QUESTIONS
(1) Reproduce the Durango skiing article between "Those present included" and "in Sapporo, Japan.", inclusive.
(2) In the Durango skiing article, which skier is described as a two time Olympian?
(3) Using the Durango skiing article, mark each statement yes or no and quote the words that decide it: (a) Gary Diverson was a student at Fort Lewis College. (b) Larry Martin came from Alaska. (c) The gathering at the Powerhouse took place on Saturday afternoon.

On the patio at the Powerhouse on the banks of the Animas River on Saturday afternoon were many of the Nordic skiers who put Durango in the news in the 1960s and 1970s for their cross-country competitive prowess, and successes, at multiple levels.
Those present included winners of competitions for high school age skiers in junior national events dominating for a few years; members of Fort Lewis College teams; and those competing at nationals, and three Winter Olympics, including in 1972 in Sapporo, Japan.
Locals whom we all know, Bob Griffith and older brother Ron, Alan Small, Darrel Parmenter, Mel Matis, cousin Lew Matis, Darrel Tomberlin, Mike Devecka, Ron Klatt, Ron Yeager (two time Olympian) and more.
Gary Diverson, a student at Western State in Gunnison, skied with the Durangoans, as well.
Many who were present grew up here, while others came to FLC from distant states to ski competitively (Don Hinkley, John Reynolds, Mike Scott, Larry Martin from Alaska), and because of the quality coaching (Bob Grey).

PROVIDED RECORDS
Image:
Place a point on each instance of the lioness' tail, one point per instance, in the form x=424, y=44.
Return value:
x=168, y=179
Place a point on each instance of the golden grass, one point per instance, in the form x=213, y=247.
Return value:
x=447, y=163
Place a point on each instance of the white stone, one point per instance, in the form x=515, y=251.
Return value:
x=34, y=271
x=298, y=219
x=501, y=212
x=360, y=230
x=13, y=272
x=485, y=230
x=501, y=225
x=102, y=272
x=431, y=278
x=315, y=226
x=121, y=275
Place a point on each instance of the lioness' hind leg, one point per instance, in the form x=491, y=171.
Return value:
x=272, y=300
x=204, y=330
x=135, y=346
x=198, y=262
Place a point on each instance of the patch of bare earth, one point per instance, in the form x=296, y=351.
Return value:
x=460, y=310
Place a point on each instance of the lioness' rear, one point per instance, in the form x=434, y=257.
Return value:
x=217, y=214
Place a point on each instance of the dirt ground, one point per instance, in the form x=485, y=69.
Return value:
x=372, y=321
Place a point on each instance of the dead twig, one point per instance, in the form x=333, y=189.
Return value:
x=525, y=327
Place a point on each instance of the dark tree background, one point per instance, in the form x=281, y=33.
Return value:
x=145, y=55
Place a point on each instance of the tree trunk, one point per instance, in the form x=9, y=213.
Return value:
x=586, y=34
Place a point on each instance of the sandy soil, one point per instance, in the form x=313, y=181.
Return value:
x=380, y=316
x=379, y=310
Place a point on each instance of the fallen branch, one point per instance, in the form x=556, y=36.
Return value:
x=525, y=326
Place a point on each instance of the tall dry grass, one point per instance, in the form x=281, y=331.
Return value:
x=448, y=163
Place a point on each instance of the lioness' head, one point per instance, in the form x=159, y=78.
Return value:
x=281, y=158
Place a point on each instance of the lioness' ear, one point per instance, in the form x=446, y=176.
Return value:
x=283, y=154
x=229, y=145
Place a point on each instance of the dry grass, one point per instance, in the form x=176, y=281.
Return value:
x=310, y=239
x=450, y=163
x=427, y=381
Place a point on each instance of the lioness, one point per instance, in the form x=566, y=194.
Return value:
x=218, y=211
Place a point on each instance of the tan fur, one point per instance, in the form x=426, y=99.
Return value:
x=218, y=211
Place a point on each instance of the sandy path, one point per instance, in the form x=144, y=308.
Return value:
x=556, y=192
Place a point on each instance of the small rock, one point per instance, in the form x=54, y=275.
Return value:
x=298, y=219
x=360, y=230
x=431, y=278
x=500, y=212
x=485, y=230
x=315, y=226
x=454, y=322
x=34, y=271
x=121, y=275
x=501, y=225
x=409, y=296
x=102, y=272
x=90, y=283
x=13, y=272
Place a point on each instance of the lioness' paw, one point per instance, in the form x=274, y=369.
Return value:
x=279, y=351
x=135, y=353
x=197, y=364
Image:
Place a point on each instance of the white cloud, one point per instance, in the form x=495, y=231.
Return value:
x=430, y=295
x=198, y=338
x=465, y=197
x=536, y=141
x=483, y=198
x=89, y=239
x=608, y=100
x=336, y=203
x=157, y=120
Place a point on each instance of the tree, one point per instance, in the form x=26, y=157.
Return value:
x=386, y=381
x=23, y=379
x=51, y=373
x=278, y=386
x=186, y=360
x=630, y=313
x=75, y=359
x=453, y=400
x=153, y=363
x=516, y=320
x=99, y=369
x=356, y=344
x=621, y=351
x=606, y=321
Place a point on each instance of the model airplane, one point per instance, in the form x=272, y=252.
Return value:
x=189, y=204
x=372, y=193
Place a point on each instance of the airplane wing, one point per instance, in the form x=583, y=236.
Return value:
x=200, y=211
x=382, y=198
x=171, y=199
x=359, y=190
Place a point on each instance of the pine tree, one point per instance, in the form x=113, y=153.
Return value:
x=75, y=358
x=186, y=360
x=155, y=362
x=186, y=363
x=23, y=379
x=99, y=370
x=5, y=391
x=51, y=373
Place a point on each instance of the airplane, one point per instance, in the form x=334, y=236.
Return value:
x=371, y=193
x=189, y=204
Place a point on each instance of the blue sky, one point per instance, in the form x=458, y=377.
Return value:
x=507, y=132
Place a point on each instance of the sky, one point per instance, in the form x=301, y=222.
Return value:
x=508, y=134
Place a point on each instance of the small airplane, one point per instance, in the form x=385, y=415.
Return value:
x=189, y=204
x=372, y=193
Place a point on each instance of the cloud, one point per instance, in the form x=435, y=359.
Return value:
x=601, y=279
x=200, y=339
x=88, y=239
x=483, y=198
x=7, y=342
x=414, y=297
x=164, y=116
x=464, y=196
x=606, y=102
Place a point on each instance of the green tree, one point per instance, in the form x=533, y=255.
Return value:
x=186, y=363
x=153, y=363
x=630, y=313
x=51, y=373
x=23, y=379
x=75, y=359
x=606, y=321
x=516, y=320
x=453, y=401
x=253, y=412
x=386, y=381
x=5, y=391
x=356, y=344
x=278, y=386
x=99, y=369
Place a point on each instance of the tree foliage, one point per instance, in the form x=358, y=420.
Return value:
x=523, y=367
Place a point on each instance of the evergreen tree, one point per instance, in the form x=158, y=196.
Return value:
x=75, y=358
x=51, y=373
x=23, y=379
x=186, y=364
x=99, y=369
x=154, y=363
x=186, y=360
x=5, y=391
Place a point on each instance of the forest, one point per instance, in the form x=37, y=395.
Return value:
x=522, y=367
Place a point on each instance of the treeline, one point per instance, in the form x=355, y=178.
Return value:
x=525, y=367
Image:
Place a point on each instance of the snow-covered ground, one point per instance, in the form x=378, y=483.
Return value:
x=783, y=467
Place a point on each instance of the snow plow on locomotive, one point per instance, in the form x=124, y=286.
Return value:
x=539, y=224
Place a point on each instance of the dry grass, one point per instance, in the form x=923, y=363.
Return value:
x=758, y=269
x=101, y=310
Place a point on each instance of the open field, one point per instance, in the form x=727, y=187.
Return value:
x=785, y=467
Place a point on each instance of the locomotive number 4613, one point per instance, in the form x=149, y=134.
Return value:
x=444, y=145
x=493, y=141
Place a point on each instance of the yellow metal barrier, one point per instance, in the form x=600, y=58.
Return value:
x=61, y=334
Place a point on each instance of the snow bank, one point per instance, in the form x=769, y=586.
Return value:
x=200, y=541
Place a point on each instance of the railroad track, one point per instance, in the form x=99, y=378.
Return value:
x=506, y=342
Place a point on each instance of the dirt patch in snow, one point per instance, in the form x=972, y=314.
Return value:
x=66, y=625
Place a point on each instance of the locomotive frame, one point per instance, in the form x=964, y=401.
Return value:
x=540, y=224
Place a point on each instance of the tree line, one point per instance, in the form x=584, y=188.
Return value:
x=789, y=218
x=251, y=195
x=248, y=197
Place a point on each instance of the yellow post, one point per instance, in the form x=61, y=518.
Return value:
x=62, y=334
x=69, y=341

SOLUTIONS BELOW
(1)
Those present included winners of competitions for high school age skiers in junior national events dominating for a few years; members of Fort Lewis College teams; and those competing at nationals, and three Winter Olympics, including in 1972 in Sapporo, Japan.

(2) Ron Yeager

(3)
(a) No: "Gary Diverson, a student at Western State in Gunnison"
(b) Yes: "Larry Martin from Alaska"
(c) Yes: "On the patio at the Powerhouse on the banks of the Animas River on Saturday afternoon"